--- Dataset entries ---
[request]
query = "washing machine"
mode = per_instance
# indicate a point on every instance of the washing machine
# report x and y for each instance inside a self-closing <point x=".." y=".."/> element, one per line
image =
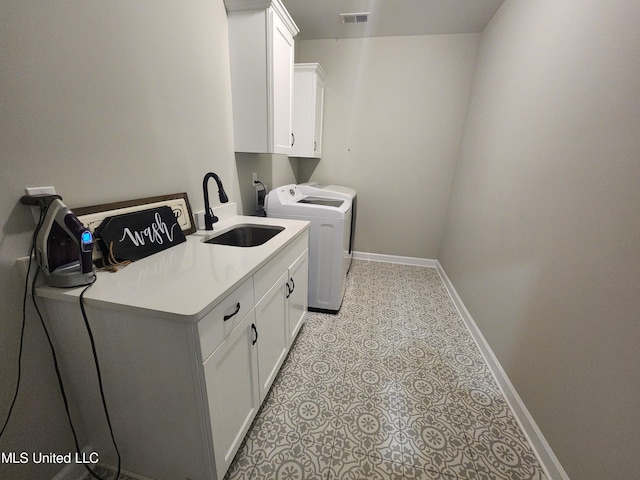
<point x="329" y="239"/>
<point x="335" y="191"/>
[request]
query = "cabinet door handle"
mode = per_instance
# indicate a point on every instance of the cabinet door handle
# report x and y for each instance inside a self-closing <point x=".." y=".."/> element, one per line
<point x="255" y="330"/>
<point x="227" y="317"/>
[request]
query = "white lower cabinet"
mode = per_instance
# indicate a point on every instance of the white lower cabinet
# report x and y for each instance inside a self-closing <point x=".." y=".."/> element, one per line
<point x="182" y="395"/>
<point x="240" y="371"/>
<point x="272" y="333"/>
<point x="298" y="294"/>
<point x="231" y="376"/>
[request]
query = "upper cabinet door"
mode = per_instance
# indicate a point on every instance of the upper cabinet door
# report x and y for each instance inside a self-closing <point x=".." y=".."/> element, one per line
<point x="261" y="50"/>
<point x="282" y="74"/>
<point x="308" y="109"/>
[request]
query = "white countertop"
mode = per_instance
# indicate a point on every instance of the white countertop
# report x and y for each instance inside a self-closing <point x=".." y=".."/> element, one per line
<point x="186" y="281"/>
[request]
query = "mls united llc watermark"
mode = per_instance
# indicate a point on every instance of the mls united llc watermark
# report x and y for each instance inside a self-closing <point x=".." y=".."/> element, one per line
<point x="40" y="457"/>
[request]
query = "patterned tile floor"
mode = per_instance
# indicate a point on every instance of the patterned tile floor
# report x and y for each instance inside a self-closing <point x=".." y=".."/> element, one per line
<point x="392" y="387"/>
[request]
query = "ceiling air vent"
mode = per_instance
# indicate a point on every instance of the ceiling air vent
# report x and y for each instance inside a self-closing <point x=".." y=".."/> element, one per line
<point x="354" y="17"/>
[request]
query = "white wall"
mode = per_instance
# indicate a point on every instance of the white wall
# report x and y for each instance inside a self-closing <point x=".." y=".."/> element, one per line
<point x="394" y="109"/>
<point x="106" y="101"/>
<point x="543" y="234"/>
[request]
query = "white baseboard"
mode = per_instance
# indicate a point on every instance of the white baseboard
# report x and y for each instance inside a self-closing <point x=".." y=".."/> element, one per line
<point x="377" y="257"/>
<point x="549" y="462"/>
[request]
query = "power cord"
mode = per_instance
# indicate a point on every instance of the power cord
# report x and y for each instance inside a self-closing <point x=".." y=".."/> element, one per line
<point x="97" y="364"/>
<point x="24" y="318"/>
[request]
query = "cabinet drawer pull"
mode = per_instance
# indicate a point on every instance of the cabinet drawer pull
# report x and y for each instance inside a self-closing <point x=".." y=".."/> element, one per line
<point x="255" y="330"/>
<point x="227" y="317"/>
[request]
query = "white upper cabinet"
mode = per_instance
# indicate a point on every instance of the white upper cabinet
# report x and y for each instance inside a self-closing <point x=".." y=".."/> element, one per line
<point x="261" y="49"/>
<point x="308" y="109"/>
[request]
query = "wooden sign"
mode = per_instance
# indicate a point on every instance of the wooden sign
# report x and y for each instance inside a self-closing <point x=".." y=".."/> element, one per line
<point x="132" y="236"/>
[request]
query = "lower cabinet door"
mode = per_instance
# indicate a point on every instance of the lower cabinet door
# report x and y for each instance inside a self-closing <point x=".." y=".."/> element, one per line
<point x="231" y="376"/>
<point x="271" y="321"/>
<point x="298" y="296"/>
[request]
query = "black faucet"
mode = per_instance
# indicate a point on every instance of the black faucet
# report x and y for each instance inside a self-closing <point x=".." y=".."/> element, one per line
<point x="209" y="217"/>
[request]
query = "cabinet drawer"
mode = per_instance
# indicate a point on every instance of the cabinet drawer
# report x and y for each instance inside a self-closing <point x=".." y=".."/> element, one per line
<point x="213" y="328"/>
<point x="271" y="272"/>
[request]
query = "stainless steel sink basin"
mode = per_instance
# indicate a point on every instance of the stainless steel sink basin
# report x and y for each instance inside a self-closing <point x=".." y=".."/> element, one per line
<point x="246" y="235"/>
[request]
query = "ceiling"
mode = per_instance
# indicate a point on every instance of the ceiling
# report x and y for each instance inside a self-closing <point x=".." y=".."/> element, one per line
<point x="319" y="19"/>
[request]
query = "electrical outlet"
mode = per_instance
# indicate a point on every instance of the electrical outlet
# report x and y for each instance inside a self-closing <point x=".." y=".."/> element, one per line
<point x="39" y="191"/>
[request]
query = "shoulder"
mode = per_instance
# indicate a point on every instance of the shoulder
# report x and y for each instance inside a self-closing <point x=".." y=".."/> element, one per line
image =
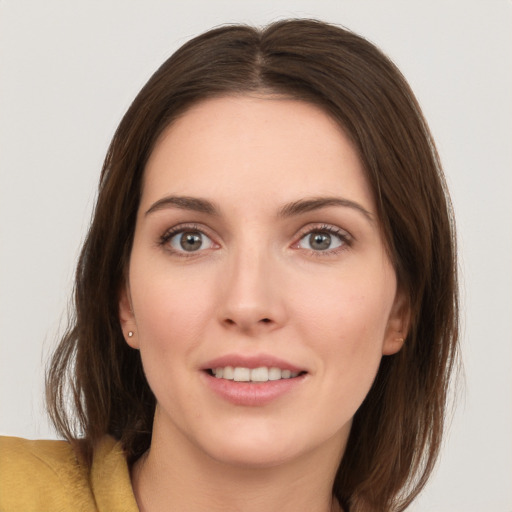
<point x="37" y="476"/>
<point x="41" y="475"/>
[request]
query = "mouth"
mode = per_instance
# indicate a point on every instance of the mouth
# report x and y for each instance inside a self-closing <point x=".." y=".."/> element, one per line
<point x="260" y="374"/>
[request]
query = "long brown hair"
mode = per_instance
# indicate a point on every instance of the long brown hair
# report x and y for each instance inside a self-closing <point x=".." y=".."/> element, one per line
<point x="396" y="433"/>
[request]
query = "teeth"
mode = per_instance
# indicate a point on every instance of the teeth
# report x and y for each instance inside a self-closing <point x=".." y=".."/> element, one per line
<point x="261" y="374"/>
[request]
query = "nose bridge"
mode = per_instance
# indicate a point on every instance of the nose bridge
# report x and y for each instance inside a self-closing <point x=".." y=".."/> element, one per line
<point x="251" y="295"/>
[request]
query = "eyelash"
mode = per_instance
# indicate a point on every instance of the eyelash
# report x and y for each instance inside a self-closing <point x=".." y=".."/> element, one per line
<point x="176" y="230"/>
<point x="345" y="238"/>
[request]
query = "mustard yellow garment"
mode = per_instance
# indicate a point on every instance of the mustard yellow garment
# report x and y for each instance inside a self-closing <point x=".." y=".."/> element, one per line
<point x="45" y="476"/>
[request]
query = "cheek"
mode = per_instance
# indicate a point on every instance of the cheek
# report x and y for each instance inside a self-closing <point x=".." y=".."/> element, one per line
<point x="169" y="307"/>
<point x="347" y="322"/>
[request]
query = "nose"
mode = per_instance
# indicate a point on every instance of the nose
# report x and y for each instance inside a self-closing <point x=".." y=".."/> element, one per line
<point x="253" y="293"/>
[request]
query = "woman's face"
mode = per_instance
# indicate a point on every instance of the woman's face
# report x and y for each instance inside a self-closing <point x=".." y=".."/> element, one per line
<point x="260" y="292"/>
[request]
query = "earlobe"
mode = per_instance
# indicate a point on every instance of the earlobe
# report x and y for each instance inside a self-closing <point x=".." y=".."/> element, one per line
<point x="398" y="325"/>
<point x="127" y="317"/>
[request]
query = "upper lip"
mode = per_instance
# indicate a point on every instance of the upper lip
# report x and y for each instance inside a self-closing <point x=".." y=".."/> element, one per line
<point x="253" y="361"/>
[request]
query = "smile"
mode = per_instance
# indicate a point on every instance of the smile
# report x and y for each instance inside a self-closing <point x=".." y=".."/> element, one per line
<point x="261" y="374"/>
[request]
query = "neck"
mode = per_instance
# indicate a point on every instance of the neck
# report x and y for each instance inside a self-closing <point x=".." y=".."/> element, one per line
<point x="176" y="475"/>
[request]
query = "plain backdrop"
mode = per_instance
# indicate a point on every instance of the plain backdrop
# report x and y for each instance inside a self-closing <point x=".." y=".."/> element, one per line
<point x="69" y="70"/>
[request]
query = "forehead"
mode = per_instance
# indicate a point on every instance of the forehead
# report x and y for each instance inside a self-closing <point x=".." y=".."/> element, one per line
<point x="247" y="146"/>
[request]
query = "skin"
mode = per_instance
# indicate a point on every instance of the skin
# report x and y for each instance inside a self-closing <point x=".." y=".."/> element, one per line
<point x="256" y="286"/>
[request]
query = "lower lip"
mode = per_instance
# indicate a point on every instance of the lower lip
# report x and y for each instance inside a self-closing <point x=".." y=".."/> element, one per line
<point x="252" y="393"/>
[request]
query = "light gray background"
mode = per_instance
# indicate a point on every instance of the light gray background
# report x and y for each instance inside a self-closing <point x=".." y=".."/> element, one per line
<point x="68" y="71"/>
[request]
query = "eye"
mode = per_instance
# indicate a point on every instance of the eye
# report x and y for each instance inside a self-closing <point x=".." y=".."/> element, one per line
<point x="324" y="239"/>
<point x="188" y="240"/>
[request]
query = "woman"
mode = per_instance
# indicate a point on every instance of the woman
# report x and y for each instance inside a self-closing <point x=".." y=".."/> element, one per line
<point x="266" y="304"/>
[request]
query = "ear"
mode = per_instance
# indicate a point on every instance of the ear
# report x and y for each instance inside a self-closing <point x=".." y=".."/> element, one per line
<point x="127" y="317"/>
<point x="398" y="325"/>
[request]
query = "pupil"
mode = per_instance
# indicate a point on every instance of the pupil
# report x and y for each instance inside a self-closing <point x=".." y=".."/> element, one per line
<point x="190" y="241"/>
<point x="320" y="241"/>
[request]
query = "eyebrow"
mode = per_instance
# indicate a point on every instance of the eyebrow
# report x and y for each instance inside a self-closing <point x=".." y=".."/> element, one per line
<point x="288" y="210"/>
<point x="317" y="203"/>
<point x="185" y="203"/>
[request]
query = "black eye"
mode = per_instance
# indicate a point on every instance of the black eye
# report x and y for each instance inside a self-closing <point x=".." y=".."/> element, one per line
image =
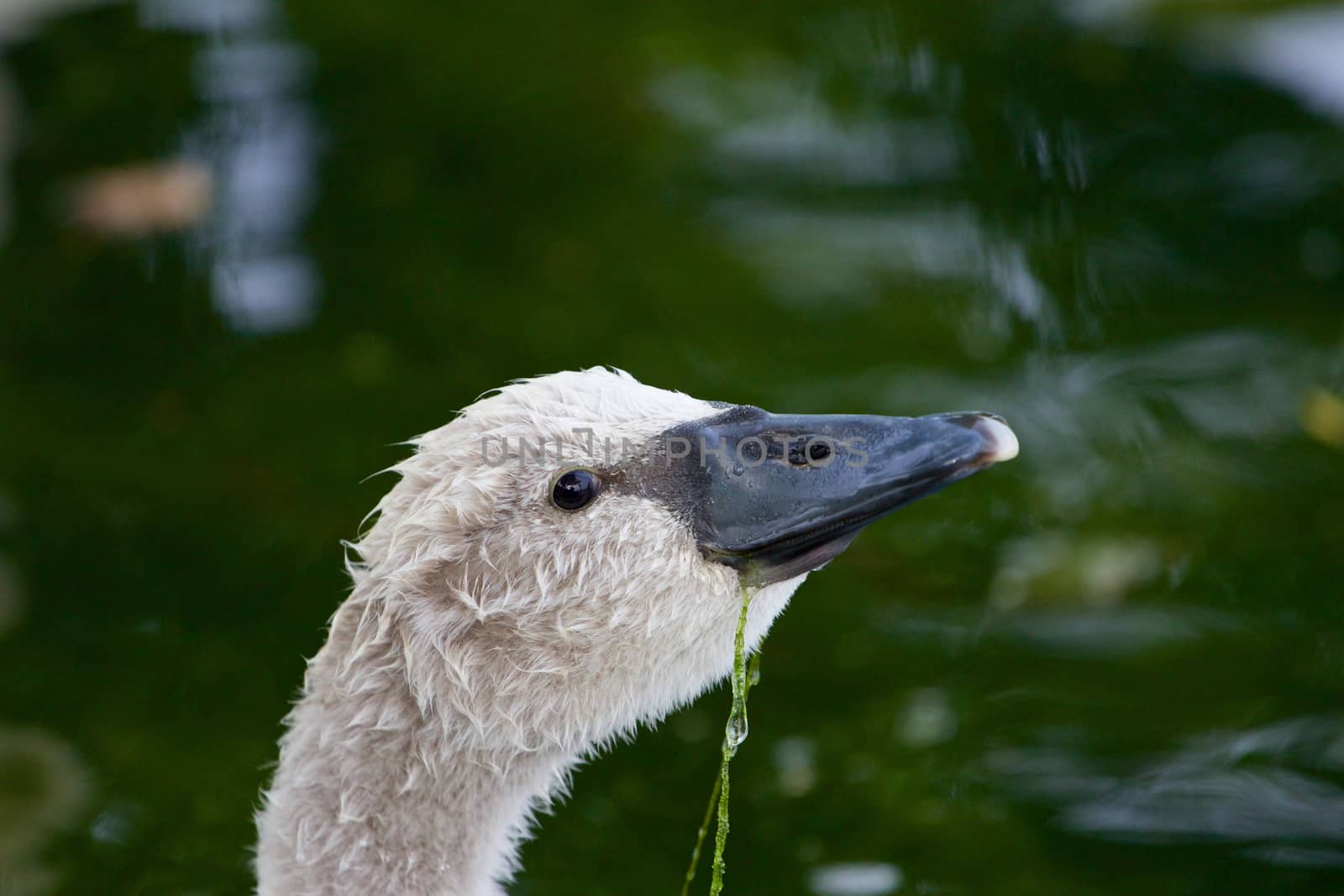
<point x="575" y="490"/>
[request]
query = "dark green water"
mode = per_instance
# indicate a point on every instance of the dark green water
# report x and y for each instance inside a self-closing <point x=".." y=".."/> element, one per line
<point x="1112" y="667"/>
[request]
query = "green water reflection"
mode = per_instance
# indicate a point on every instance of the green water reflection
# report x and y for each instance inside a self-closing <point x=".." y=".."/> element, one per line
<point x="1112" y="667"/>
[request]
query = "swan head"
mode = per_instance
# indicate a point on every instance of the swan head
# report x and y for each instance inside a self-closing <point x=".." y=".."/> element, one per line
<point x="568" y="557"/>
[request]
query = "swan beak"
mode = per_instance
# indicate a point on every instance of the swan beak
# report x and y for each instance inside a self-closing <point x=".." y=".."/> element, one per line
<point x="781" y="495"/>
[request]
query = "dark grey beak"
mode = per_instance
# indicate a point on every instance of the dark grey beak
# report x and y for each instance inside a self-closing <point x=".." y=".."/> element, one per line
<point x="781" y="495"/>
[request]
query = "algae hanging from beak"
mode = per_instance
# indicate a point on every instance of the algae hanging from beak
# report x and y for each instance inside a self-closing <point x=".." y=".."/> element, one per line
<point x="734" y="732"/>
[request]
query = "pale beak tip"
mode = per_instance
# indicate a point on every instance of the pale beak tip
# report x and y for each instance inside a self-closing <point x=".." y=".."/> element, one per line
<point x="1001" y="443"/>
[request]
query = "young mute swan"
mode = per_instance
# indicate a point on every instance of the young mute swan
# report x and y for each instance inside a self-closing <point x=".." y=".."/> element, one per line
<point x="558" y="564"/>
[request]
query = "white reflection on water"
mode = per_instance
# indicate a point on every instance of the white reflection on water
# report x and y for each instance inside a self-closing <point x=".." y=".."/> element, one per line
<point x="1301" y="51"/>
<point x="1104" y="633"/>
<point x="857" y="879"/>
<point x="1263" y="788"/>
<point x="772" y="123"/>
<point x="257" y="134"/>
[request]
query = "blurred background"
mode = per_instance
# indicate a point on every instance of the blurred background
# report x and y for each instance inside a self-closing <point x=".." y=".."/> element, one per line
<point x="246" y="246"/>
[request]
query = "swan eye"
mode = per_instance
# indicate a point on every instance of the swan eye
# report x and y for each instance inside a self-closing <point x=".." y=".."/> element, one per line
<point x="575" y="490"/>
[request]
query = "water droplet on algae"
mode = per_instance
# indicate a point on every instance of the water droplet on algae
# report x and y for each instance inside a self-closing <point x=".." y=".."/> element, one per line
<point x="737" y="728"/>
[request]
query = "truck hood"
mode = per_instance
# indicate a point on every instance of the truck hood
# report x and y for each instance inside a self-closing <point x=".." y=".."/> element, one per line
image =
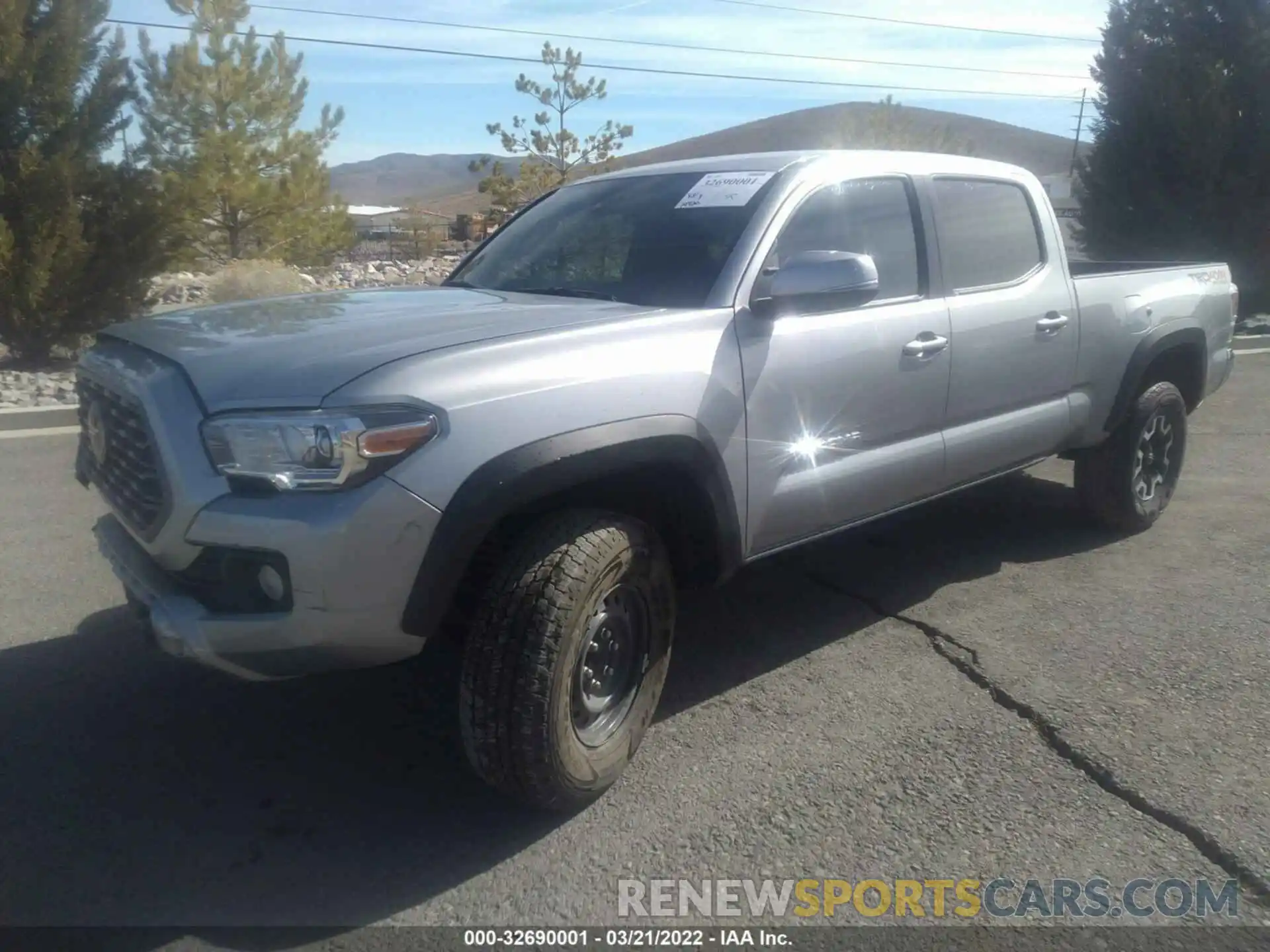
<point x="295" y="350"/>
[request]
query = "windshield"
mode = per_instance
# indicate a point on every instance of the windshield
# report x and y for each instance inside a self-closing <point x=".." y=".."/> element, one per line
<point x="657" y="240"/>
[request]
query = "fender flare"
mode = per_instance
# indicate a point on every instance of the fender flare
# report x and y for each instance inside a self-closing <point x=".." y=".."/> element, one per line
<point x="539" y="470"/>
<point x="1156" y="343"/>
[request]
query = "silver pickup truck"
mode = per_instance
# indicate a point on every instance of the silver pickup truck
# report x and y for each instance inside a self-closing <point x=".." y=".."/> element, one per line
<point x="646" y="380"/>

--- Exercise brief ---
For the entries above, give only the number of lines that contain the word "steel".

--- Solution ---
2